SELECTED EXTRACT Start Marker

The smell of the New Testament
I love the smell of the New Testament! Today's passage exudes a beautiful aroma of friends on mission together, encouraging one another, spurring one another on and praying and imparting courage for the tough times ahead. There's no dull lifeless formality – there's such camaraderie that elders will travel 50 miles to see Paul one last time in Miletus before he heads off.
Firstly there is encouragement. That is not a sentimental “there, there, it will be okay” – because that is comfort. Encouragement is about “putting courage in.” The uproar has died down, but the disciples in Ephesus will need courage to keep pressing on in the next season. So he sees about encouraging them and then giving much encouragement to the believers in Macedonia. We need courage – “We will stand firm, we will take courage, for our God has overcome!” as Tim Mann's prophetic song exhorts us. Jesus has overcome the evil one, made a spectacle of him at the cross, so we can take courage. Paul has been around Barnabas enough to have learned to be a son of encouragement himself. Giving people courage to stand up and be all that God is calling them to be.
Secondly there is team. The smell of the New Testament is team work makes the dream work! Here there's a team with Paul and some others going on ahead to prepare the way. When we get to Paul's letters, we will see a lot of Paul thanking the teams he is working with. When we start visiting churches again on mainland Europe, post Covid-19 – we will take a team whenever we can, because it is more fun and more powerful.
Another page, another miracle! Every page of Acts, it seems, has a miracle – here Paul preaches so long that Eutychus, sitting on the window sill falls asleep, and then fell out of the window and died. Paul raises him from the dead and the people are comforted!

SELECTED EXTRACT End Marker
SUPPLIED RECORDS Start Marker

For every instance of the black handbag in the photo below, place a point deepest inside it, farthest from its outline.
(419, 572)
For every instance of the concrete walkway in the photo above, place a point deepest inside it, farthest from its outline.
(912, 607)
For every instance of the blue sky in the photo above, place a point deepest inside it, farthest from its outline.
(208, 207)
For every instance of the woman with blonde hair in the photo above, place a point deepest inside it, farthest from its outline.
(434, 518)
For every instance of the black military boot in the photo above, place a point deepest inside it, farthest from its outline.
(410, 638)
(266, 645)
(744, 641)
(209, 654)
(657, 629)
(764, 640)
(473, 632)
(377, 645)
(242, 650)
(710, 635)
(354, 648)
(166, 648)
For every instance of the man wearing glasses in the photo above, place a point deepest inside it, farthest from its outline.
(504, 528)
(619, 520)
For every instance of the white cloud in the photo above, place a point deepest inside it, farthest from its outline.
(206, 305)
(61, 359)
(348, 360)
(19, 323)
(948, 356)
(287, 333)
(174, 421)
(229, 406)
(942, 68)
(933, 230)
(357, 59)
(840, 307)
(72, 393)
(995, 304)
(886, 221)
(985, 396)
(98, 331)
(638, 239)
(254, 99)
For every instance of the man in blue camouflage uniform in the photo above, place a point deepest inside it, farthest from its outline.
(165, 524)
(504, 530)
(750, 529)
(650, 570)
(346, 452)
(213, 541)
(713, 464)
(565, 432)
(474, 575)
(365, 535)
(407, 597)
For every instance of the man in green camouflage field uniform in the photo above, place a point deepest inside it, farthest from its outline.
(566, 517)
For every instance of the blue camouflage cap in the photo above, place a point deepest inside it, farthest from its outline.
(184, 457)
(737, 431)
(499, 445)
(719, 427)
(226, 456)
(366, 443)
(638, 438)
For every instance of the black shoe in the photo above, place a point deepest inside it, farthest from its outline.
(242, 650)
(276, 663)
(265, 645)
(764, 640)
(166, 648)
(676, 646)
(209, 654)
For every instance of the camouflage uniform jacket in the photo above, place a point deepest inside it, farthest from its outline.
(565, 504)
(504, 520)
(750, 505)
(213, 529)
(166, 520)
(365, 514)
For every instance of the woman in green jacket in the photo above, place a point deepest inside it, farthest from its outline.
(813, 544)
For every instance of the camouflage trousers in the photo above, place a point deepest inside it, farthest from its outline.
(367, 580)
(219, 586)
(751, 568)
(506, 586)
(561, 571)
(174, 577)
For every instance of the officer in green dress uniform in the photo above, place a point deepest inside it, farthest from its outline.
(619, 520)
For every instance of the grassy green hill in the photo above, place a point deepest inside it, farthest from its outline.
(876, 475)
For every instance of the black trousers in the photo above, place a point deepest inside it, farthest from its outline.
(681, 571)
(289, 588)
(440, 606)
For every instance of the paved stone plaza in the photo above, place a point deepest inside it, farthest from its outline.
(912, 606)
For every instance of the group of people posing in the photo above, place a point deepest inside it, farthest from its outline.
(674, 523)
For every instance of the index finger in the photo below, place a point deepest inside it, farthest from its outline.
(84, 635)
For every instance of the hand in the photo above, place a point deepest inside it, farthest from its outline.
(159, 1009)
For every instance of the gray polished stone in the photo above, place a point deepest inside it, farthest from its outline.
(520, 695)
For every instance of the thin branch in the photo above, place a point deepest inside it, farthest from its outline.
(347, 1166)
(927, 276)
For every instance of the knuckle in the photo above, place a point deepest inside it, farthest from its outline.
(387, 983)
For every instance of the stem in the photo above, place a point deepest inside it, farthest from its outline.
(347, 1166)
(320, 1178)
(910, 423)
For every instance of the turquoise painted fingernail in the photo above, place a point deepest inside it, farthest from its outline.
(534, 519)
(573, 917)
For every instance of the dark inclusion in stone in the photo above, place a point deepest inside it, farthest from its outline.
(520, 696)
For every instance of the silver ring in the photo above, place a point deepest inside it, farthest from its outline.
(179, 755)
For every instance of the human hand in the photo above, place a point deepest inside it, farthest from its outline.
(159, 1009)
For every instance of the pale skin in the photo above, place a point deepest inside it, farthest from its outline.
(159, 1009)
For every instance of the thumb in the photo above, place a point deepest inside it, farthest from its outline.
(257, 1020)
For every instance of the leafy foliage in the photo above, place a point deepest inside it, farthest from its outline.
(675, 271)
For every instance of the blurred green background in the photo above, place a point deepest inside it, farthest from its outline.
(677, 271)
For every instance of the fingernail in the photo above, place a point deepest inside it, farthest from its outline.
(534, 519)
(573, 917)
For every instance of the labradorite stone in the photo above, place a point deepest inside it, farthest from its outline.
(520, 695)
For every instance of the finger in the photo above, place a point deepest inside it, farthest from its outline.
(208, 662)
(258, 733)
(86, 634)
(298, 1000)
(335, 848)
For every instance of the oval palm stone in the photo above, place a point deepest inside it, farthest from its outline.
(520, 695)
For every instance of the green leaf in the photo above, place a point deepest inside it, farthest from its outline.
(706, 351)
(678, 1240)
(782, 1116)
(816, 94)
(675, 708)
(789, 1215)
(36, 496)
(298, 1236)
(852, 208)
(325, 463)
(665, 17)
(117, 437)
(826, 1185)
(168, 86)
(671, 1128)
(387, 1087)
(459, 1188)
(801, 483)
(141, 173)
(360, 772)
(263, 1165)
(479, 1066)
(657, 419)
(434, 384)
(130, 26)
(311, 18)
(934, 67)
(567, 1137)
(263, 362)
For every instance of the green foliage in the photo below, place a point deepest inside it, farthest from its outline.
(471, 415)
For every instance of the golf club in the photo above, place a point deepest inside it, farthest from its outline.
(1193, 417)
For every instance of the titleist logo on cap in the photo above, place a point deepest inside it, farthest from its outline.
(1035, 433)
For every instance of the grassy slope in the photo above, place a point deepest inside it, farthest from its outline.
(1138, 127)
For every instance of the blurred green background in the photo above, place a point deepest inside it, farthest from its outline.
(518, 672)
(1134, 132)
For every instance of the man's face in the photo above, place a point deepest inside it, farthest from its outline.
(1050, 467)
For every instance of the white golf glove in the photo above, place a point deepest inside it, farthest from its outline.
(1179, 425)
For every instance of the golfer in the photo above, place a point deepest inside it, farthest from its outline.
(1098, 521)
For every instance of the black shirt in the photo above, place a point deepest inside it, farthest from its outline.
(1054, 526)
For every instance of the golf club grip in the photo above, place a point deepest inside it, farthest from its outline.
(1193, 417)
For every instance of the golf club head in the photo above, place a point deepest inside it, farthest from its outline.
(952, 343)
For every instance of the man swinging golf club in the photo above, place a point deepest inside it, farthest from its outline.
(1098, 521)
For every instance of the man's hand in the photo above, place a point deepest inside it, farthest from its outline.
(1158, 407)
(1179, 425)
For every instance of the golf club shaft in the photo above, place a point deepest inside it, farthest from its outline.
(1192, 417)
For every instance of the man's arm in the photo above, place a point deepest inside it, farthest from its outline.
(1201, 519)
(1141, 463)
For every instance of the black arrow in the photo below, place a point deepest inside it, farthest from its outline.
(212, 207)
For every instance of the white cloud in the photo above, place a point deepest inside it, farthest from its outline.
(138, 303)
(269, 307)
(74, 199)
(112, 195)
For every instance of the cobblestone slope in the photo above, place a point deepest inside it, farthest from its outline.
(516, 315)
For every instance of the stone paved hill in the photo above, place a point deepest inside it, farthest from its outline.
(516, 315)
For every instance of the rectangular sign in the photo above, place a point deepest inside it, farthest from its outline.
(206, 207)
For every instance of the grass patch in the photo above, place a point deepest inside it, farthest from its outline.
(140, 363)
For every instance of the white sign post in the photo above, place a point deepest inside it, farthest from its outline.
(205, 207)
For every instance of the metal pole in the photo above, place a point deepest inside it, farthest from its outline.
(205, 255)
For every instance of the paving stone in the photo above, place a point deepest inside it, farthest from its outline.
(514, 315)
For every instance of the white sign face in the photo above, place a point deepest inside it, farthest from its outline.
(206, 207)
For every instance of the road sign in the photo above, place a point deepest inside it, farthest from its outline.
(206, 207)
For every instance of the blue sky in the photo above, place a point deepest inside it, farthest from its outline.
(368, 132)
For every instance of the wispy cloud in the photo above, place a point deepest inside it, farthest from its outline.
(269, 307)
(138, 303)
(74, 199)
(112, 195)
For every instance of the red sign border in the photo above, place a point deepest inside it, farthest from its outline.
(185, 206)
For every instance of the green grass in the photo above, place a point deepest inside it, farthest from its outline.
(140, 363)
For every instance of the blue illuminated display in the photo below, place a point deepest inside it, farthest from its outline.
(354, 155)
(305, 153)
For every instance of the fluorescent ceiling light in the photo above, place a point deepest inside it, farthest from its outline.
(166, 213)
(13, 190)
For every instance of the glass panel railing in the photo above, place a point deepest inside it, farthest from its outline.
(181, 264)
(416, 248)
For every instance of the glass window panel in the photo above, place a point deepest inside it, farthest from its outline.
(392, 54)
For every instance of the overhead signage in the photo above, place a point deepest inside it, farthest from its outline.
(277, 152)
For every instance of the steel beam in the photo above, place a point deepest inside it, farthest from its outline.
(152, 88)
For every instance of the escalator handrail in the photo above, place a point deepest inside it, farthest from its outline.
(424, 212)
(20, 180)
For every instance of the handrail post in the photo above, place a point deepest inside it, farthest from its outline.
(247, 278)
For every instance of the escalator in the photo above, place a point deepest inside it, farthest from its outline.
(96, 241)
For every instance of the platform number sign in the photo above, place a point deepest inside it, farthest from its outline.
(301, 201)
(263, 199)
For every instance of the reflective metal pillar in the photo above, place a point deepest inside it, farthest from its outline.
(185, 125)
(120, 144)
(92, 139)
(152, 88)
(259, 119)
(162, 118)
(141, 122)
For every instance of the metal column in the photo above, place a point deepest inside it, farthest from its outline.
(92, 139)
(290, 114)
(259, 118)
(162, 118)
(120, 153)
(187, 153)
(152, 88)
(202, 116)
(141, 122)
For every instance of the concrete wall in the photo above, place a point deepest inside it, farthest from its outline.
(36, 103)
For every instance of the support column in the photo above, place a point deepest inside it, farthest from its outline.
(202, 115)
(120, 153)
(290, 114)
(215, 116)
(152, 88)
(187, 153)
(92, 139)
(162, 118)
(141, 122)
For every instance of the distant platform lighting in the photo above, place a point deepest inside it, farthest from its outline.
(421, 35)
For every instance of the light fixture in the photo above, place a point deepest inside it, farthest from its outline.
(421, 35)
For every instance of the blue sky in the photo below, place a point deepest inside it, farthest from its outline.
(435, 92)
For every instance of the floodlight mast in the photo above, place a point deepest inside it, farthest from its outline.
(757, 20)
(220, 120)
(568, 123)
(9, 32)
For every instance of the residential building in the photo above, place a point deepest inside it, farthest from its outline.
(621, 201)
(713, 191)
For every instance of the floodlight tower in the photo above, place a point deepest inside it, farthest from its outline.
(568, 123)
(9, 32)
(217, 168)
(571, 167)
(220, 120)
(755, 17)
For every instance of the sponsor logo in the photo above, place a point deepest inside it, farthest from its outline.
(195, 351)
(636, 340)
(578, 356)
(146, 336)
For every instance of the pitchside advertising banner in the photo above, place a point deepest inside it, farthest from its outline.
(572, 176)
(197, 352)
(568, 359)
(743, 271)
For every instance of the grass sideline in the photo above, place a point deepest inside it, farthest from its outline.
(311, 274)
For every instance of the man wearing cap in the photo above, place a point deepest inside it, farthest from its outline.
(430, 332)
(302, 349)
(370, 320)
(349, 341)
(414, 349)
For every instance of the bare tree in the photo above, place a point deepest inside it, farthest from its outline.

SUPPLIED RECORDS End Marker

PROBLEMS TO WORK ON:
- 1) In the reflection on the smell of the New Testament, how far will the elders travel to see Paul one last time?
- 2) Go on with the reflection on the smell of the New Testament, starting after its last sentence.

WRITTEN RESPONSES:
- 1) 50 miles, to Miletus.

- 2)
Last words to the Ephesian elders. Paul arrives at Miletus and calls for the elders in the Ephesus church to come to him – a journey of 50 miles. They do so, wanting another chance to be together. It's a tearful gathering, as it is likely to be the last time together. So Paul's last words are significant for them.
i) Pay attention to the flock – a key role of eldership is guiding.
ii) Watch out for wolves – people who will come in with evil intent to harm the flock. A key role of eldership is guarding.
iii) Commend God and his grace, which is able to build you up – a key role of eldership is teaching the flock, among others entrusted with the task. Paul's not restricting teaching to elders, but elders have the responsibility of teaching the doctrine of the local church to protect from wolves.
Then they pray and weep together, embracing one another as Paul prepares to leave.
Let's guard and preserve that sweet aroma of New Testament church life – encouraging one another and enjoying the journey and life together, as we serve our great God and bring many to know Him.